Problem description →
Give back all the records below, unaltered.
Material for the task Block Start
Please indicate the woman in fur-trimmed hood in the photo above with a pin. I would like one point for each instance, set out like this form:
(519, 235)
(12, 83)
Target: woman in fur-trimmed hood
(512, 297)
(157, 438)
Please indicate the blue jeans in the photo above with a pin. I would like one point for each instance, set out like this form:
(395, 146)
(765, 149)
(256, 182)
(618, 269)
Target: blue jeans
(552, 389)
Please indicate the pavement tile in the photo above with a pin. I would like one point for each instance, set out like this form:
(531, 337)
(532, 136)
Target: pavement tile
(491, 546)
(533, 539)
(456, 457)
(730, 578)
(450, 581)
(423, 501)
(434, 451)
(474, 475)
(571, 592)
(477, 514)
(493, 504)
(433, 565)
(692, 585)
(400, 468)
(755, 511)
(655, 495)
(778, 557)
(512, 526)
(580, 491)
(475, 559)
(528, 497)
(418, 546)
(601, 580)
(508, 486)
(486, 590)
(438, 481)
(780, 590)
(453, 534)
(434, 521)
Material for the task Block End
Exercise solution →
Please indicate the woman in fur-trimmed hood in the photo above with a pin. I would like one point for each instance, set out like this form:
(519, 235)
(12, 83)
Target: woman in fur-trimmed hood
(512, 297)
(157, 438)
Please indicate the blue jeans in the photo above with a pin. I would like one point for each instance, set out like this form:
(395, 146)
(765, 149)
(256, 182)
(618, 269)
Target: blue jeans
(552, 389)
Please indicate the pavement tile in the photo above with a pin. I would like one point for each instance, set out like this form:
(531, 337)
(532, 136)
Target: pavement tile
(491, 546)
(533, 539)
(456, 457)
(730, 578)
(450, 581)
(423, 501)
(434, 451)
(474, 475)
(571, 592)
(477, 514)
(493, 504)
(433, 565)
(692, 585)
(400, 468)
(755, 511)
(655, 495)
(778, 557)
(512, 526)
(580, 491)
(475, 559)
(528, 497)
(418, 546)
(601, 580)
(508, 486)
(486, 590)
(438, 481)
(780, 590)
(453, 534)
(434, 521)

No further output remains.